Gather every line of the listing below that contains the word "meat", and copy each one out in full.

**Data excerpts**
──────────

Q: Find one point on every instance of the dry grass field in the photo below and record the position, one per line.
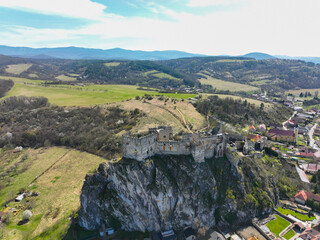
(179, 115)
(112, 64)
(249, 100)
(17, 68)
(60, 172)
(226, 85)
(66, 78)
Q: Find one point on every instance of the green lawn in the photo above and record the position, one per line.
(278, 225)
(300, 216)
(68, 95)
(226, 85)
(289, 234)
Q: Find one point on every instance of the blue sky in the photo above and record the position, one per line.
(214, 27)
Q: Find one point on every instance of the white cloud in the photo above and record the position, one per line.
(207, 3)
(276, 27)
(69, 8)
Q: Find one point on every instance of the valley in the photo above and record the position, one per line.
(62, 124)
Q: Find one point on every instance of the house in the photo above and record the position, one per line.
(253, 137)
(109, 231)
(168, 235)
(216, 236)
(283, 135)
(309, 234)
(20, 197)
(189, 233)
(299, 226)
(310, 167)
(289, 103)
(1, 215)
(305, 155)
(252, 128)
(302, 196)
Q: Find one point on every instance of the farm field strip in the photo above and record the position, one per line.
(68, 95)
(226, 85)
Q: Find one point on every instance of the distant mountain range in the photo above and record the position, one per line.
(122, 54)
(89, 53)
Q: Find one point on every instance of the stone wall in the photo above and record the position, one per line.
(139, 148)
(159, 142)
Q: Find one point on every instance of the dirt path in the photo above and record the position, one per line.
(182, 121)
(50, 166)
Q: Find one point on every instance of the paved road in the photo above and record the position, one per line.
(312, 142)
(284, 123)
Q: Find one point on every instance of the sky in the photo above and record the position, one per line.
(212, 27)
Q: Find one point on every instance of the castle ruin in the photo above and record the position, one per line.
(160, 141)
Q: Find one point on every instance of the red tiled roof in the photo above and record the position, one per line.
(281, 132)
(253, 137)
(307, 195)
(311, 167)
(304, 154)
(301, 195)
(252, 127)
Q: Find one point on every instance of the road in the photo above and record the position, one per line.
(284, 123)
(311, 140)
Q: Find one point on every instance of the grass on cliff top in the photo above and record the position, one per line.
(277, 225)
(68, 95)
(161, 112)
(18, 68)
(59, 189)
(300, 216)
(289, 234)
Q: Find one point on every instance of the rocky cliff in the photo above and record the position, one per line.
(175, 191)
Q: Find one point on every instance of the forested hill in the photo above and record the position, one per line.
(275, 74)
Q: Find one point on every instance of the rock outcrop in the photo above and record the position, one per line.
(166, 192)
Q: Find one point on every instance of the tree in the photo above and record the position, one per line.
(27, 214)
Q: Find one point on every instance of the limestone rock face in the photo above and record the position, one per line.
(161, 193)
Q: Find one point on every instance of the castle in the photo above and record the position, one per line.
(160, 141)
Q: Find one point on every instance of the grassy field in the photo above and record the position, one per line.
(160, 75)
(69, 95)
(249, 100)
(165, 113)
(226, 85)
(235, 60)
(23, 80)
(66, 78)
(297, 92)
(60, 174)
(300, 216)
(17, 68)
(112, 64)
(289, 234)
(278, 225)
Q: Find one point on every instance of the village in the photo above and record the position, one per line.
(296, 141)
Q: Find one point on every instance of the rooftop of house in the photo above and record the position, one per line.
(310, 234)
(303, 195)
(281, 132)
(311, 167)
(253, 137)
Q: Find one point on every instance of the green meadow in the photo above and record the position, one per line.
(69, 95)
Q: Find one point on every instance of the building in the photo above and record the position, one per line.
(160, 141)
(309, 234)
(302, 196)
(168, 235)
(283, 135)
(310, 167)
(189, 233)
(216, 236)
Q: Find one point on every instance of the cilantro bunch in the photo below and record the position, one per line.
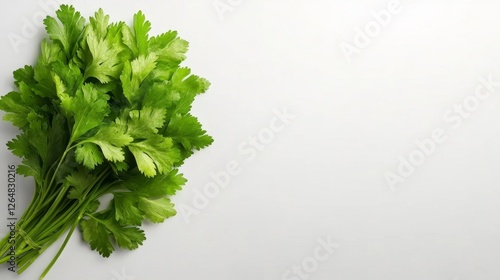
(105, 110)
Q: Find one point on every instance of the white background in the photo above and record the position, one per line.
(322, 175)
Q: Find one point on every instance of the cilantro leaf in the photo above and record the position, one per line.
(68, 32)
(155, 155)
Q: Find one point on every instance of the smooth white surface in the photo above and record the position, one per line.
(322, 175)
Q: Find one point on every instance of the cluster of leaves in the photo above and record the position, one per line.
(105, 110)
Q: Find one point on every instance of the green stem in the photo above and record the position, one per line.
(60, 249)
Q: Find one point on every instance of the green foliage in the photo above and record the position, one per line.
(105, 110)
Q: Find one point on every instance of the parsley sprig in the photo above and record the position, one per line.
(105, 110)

──────────

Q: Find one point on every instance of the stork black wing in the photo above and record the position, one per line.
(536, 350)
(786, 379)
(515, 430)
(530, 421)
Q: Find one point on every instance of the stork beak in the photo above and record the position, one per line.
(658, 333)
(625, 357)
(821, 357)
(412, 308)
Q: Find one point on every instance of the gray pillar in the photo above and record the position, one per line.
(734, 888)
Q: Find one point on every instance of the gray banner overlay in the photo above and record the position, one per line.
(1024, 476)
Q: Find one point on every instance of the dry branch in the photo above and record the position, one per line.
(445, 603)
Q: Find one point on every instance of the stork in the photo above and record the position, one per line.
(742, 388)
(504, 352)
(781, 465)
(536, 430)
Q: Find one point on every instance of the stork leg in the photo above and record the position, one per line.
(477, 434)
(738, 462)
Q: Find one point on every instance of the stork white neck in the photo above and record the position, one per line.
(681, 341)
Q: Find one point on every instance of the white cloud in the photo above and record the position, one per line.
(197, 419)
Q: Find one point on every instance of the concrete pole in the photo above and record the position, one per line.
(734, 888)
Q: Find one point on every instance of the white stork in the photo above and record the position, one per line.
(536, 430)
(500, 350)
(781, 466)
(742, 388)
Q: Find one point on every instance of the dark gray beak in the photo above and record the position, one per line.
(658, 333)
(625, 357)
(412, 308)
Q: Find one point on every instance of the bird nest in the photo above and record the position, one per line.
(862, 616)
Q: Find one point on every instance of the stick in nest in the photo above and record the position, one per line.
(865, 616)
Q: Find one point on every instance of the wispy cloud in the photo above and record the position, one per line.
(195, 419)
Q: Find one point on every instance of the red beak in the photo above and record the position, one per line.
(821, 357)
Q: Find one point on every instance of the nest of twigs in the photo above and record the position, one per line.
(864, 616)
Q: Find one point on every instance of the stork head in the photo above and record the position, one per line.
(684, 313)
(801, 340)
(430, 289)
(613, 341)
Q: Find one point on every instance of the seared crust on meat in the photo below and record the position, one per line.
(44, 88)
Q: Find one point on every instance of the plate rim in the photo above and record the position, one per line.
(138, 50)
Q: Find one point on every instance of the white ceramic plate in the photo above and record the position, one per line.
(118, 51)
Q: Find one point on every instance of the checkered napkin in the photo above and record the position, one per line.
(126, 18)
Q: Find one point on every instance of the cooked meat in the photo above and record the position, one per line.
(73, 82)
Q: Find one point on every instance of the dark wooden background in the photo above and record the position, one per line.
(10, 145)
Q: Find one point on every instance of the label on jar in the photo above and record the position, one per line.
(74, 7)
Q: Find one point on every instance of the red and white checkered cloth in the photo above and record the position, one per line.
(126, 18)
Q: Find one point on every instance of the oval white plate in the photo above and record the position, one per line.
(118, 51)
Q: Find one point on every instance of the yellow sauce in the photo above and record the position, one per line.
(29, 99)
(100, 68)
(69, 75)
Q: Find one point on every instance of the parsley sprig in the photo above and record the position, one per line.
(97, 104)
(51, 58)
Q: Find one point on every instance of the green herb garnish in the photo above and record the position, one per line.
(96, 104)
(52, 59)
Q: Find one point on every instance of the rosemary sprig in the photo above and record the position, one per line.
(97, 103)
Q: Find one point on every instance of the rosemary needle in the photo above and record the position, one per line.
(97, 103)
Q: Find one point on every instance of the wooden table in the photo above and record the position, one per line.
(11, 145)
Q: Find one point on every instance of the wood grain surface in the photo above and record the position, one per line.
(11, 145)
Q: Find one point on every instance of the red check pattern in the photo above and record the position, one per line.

──────────

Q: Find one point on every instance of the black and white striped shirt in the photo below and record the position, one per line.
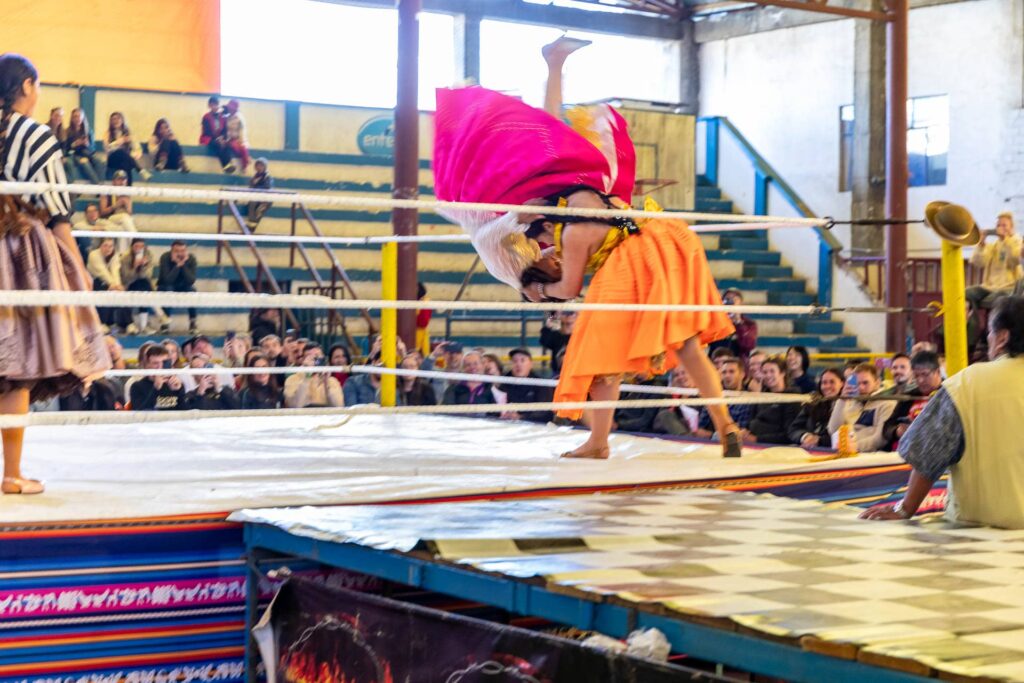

──────────

**Result for this exercise**
Q: Find one point on every instance of the seared crust on meat in the photo below and record the position, one per line.
Q: Find one point on every instance of the cooked meat in the photo above and record the position, one per line.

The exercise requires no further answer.